WHAT THIS EXERCISE ASKS:
- A) Can you give everything in the ear examination text from "3. Position the" down to "is sudden movement.", swapping "pencil" for "pen"?
- B) What follows the last sentence of the ear examination text? Supply the next part.

EXTRACT:
Microtia: underdevelopment of the pinna.
Low-set ears: the ears are positioned lower on the head than usual. Low-set ears are a feature of several genetic syndromes including Down’s syndrome and Turner’s syndrome.
To help decide which ear to examine first:
Check if the patient has any ear discomfort and if so examine the non-painful side first.
Ask the patient which is their “better” ear and examine this one first (this can be useful for comparison).
1. Ensure the light is working on the otoscope and apply a sterile speculum (the largest that will comfortably fit in the external auditory meatus).
2. Pull the pinna upwards and backwards with your other hand to straighten the external auditory canal.
3. Position the otoscope at the external auditory meatus:
The otoscope should be held in your right hand for the patient’s right ear and vice versa for the left ear.
Hold the otoscope like a pencil and rest your hand against the patient’s cheek for stability. This will prevent damage to the ear if there is sudden movement.
4. Advance the otoscope under direct vision. Be gentle with the otoscope and ensure movements are slow and considered otherwise you will cause discomfort.
5. Inspect the external auditory canal for:
Excessive ear wax: the most common cause of conductive hearing loss.
Erythema and oedema: typically associated with otitis externa.
Discharge: may suggest otitis externa or otitis media with associated tympanic membrane perforation.
Foreign bodies: these may include cotton buds, insects and other small objects.
6. Systematically inspect the four quadrants of the tympanic membrane (TM) to avoid missing pathology.

ENTRIES SUPPLIED:
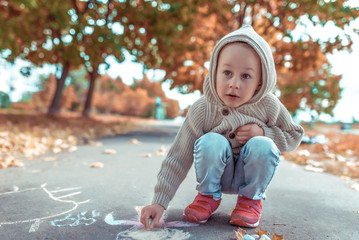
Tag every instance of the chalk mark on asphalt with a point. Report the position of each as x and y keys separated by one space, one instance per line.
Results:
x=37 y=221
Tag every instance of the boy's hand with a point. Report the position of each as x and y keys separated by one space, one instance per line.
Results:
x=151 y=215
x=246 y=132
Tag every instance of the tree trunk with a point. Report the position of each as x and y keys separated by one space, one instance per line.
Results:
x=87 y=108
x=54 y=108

---

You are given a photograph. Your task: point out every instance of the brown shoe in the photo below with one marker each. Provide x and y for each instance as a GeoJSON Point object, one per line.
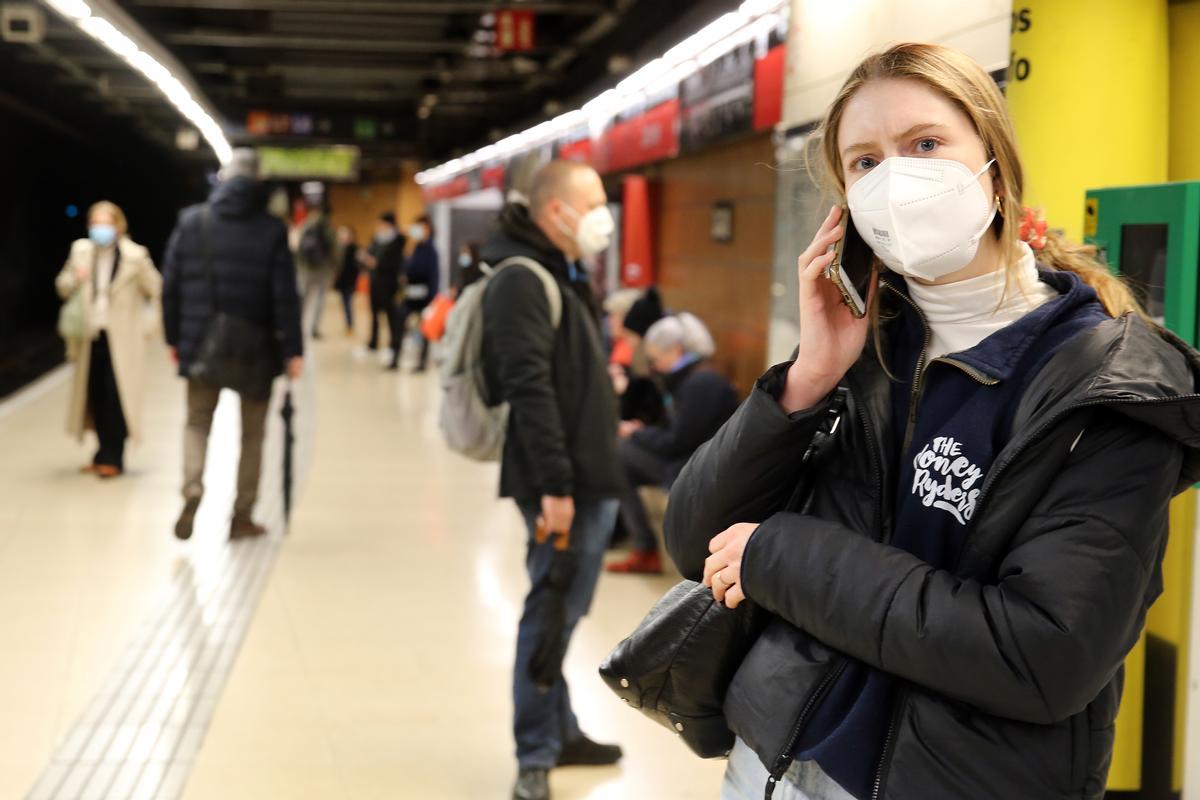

EXPECTED RESPONSES:
- A)
3. Position the otoscope at the external auditory meatus:
The otoscope should be held in your right hand for the patient’s right ear and vice versa for the left ear.
Hold the otoscope like a pen and rest your hand against the patient’s cheek for stability. This will prevent damage to the ear if there is sudden movement.

- B)
Please see below for further inspection information.
7. Withdraw the otoscope carefully.
8. Repeat your assessment on the other ear, comparing your findings. If the patient has an infection in one ear, you should change the speculum on the otoscope before examining the other ear.
9. Discard the otoscope speculum into a clinical waste bin.
Colour
A healthy TM should appear pearly grey and translucent.
Erythema suggests inflammation of the TM which can occur in conditions such as acute otitis media.
Scarring
Scarring of the TM is known as tympanosclerosis and can result in significant conductive hearing loss if it is extensive.
Tympanosclerosis often develops secondary to otitis media or after the insertion of a tympanostomy tube.
Shape
A healthy TM should appear relatively flat.
Bulging of the TM suggests increased middle ear pressure, which is commonly caused by acute otitis media with effusion (there is often an associated visible fluid level).
Retraction of the TM suggests reduced middle ear pressure, which is commonly caused by pharyngotympanic tube dysfunction secondary to upper respiratory tract infections and allergies.
Light reflex
The light reflex (also known as the “cone of light”) is visible when a light is shone onto the TM.
If a TM is healthy, the cone-shaped reflection of light should appear in the anterior inferior quadrant.
In the left ear, the light reflex should be positioned at approximately 7 o’clock to 8 o’clock.
In the right ear, the light reflex should be positioned at approximately 4 o’clock to 5 o’clock.
Absence or distortion of the light reflex is associated with otitis media (due to bulging of the TM).
Perforation
Note the size and the position of any perforations of the TM.
Causes of TM perforation include infection (e.g. otitis media with effusion), trauma (e.g. diving-related), cholesteatoma and insertion of tympanostomy tubes (also known as grommets).
Cholesteatoma typically causes perforation in the superior part of the TM and there may be visible granulation tissue and discharge in this region.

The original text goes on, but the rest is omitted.